§ **Excerpted passage**
# PS won't open my RAW files form my D90???



## gl600 (Jan 30, 2010)

Hey,
I just got a new D90 and I am trying to open some of the NEF (RAW) files in Photoshop but they won't open. It just says "Could not complete your request because of a program error". 
I'm using cs4 extended.
PS will open raw files from my D60 (even when I use the same SD card). I have tried formatting the card, no luck.
Any idea's?
Thanks!


----------



## Josh66 (Jan 30, 2010)

Do you have the latest Adobe Camera RAW?


----------



## gl600 (Jan 30, 2010)

how do i check?


----------



## Josh66 (Jan 30, 2010)

I have Lightroom, so it may be a little different for you.

If I go to Help -> About, it tells me what camera raw I have installed (which is 5.6).

Go to the support area of abode.com and see if there is a newer version than what you have installed.


There should be some kind of update check in PS too though...


----------



## Dominantly (Jan 30, 2010)

Just got to the Adobe website and download the most up to date camera raw for the camera you are using. That will fix your issue.


----------



## Mike_E (Jan 30, 2010)

Update your software.  You may have to manually add the D90.

Try a trial of Capture NX2.  You can export as a TIFF and go around the whole problem.

Try the NX2 anyway, the lens distortion correction is really nice and a lot of the other corrections are easier and in some ways even better than CS4.

Segmentation mask listing

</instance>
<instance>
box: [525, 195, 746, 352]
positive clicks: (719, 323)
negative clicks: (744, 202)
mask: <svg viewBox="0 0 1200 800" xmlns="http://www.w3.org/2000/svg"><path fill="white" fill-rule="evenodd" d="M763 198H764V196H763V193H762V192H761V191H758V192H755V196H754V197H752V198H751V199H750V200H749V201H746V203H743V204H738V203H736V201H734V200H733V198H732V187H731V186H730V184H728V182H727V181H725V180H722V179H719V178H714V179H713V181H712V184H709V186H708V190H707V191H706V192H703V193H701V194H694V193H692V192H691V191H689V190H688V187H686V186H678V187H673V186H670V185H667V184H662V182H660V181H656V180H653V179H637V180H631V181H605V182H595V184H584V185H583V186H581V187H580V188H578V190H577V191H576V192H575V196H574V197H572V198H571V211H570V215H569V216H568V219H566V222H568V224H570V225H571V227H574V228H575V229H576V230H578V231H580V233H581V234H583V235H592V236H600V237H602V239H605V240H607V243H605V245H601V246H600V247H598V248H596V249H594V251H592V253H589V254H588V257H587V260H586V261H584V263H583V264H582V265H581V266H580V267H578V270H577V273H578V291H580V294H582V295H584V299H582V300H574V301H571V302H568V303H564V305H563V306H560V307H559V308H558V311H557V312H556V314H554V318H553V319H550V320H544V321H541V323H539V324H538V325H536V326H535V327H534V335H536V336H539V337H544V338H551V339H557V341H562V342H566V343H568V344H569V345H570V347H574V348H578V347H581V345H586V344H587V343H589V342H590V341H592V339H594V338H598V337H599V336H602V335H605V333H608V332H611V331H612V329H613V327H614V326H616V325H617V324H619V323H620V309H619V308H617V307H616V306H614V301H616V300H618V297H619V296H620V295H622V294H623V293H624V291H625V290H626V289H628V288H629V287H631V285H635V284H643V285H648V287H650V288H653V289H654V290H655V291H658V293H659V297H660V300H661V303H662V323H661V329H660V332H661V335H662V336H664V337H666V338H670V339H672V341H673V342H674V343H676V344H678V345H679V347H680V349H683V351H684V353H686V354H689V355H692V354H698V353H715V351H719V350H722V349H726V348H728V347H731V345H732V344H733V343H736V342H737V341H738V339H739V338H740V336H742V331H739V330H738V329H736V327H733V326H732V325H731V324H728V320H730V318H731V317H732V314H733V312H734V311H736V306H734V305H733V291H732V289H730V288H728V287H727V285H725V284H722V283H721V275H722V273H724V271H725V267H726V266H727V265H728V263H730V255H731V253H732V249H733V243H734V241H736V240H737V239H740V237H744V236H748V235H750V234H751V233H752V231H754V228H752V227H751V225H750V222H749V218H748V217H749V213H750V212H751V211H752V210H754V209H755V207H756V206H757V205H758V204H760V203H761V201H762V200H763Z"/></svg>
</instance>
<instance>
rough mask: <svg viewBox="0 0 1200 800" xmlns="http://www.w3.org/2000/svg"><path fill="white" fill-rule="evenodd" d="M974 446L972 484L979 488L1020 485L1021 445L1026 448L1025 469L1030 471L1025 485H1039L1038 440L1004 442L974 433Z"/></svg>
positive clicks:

§ **Description of the task**
Write out the portion of the forum thread on opening D90 RAW files, starting with "Go to the support" and going on through "fix your issue.". The listing plays no part in this exercise.

§ **Expected answer**
Go to the support area of abode.com and see if there is a newer version than what you have installed.


There should be some kind of update check in PS too though...


----------



## Dominantly (Jan 30, 2010)

Just got to the Adobe website and download the most up to date camera raw for the camera you are using. That will fix your issue.